### TEXT SEGMENT:
######
Ombudsman Detects Corruption in Staff Vans, Students’ Caution Money

The Ombudsman report has pointed to serious loopholes in dealing with cases of corruption at the local and central level despite increased efforts in sensitization in fighting the vices.

While presenting the 2019-2020 report to both senate and chamber of deputies this Tuesday, Ombudsman Anastase Murekezi showed that citizen’s willingness to provide information on corruption has increased by an average of over 10% annually.

Murekezi said that one of the ways of resolving these issues is to have the officials held responsible for administrative errors which underlie pointers of bribery and corruption especially in land related issues, tender procedures and in local government and private sector domains

For example the ombudsman said that increasing delays in payment and mismanagement of tenders, procurement and contracts is one of the areas which are prone to corruption and they are looking into addressing this in a new way.

“This issue of delaying to pay enterprises is a corruption trap. We are pushing for the amendment of tender law to have this action coined as a criminal offense because there is no reason for holding a payment request for years,” Murekezi said.

The current procurement law considers delays in paying off services rendered to government as an administrative error. Consequently, entrepreneurs choose to bribe to have their payments processed quickly instead of incurring costs of paying bank loan fines or auctioning of their businesses.

The same issue was also highlighted in the Auditor General’s report 2019/2020 which showed violation of tender procedures with some tenders especially in districts superseding the planned amount of money for the bids.

For example, 21 institutions offered tenders worth Rwf3billion yet Rwf1.5billion was planned, incidences which were commonly seen in institutions and districts like Huye (703%), Ngororero (569%), Rwanda Biomedical Center (RBC)-Head Quarters (339%), Rwanda Education Board (REB) (189%) and Rwanda Polytechnic (RP) (131%).

Among such defaulter pointed out by the Ombudsman was the ministry of education (Mineduc) which is alleged to have failed to pay one entrepreneur Jean Baptiste Rurangirwa, who build classrooms.
######
### ENTRIES SHOWN:

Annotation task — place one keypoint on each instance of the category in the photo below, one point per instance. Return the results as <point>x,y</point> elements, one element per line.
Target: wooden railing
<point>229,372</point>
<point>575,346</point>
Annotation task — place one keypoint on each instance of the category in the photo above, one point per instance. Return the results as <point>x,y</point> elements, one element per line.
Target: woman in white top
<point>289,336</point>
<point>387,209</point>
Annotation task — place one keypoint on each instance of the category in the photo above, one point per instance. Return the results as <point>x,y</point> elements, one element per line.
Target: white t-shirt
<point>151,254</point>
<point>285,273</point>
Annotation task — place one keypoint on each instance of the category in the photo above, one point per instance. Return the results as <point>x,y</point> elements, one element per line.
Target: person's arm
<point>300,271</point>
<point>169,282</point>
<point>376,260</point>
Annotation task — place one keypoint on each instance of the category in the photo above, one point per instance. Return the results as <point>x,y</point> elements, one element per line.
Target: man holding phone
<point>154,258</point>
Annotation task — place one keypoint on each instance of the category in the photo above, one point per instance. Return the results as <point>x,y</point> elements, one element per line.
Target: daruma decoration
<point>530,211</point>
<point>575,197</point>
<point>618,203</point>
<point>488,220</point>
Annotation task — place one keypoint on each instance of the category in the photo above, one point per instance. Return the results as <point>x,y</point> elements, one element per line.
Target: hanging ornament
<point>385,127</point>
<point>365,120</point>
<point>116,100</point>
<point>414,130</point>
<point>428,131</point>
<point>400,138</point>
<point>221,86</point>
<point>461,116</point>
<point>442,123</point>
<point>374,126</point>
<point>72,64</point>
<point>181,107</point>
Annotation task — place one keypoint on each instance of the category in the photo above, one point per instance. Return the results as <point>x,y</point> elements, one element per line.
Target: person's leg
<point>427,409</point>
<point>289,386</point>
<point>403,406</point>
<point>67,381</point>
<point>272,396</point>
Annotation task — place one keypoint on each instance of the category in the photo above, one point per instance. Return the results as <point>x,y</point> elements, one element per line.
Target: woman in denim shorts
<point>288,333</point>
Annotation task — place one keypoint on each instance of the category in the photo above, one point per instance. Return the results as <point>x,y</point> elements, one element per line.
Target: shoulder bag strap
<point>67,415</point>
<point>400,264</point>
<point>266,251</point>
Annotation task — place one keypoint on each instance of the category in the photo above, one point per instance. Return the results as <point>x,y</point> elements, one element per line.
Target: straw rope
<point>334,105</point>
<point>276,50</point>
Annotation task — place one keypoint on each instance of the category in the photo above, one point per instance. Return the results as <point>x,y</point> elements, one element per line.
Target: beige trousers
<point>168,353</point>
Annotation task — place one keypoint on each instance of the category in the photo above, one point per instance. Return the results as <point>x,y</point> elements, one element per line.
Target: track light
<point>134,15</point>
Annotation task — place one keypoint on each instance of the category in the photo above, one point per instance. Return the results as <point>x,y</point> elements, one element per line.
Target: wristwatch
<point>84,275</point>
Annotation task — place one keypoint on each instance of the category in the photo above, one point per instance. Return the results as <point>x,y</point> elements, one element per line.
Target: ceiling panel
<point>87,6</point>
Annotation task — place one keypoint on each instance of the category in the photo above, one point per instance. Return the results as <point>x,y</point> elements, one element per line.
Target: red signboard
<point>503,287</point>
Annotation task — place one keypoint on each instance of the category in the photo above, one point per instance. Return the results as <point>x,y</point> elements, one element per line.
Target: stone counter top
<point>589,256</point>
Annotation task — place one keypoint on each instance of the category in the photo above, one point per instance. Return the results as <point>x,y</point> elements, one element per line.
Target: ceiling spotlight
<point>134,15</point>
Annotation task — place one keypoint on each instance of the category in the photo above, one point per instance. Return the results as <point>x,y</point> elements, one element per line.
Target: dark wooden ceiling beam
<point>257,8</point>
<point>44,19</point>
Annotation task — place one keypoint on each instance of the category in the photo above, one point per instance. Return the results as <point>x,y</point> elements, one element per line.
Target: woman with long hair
######
### EXERCISE INSTRUCTIONS:
a: Write out the Ombudsman corruption article word for word, everything from "For example the" down to "in a new way.".
b: According to the Ombudsman corruption article, by how much has citizens' willingness to provide information on corruption grown each year?
c: Can you carry on the article about the Ombudsman's corruption findings from the point where it stops?

### OUTPUTS FOR THE TASKS:
a:
For example the ombudsman said that increasing delays in payment and mismanagement of tenders, procurement and contracts is one of the areas which are prone to corruption and they are looking into addressing this in a new way.

b: By an average of over 10% annually.

c:
Murekezi said this case was received after it had been judged in the arbitration court, where court ordered the ministry to pay the entrepreneur. However till today nothing has been done, yet there are evidences that the contracted work was done.

Murekezi said that he personally inquired with the former minister of education to explain why they are not solving this issue and he was instead told that the entrepreneur didn’t do a good job.

“I asked for that report so we can analyze it but I didn’t get it,” Murekezi said adding that for this reason they are going to compel the ministry to pay the entrepreneur or recommend punitive action on the ministry officials.

Civil servants traveling in old buses

The ombudsman showed parliament that some government institutions failed to pay private transport companies that are hired to transport government workers, especially as a result of corruption in ministry of infrastructure (which handles the project) thus resulting to some of the institutions having to resort to using companies with old vehicles to save the situation for a cheaper price.

The ombudsman showed that failure for ministry to manage transport tenders between contracted companies like RTTA (Rwanda Tourism and Travel Agency); PTS (Premier Transport Services); TPGL (Tours des Pays des Grands Lacs); and Gorilland Safaris Ltd has significant loopholes which can result into corruption.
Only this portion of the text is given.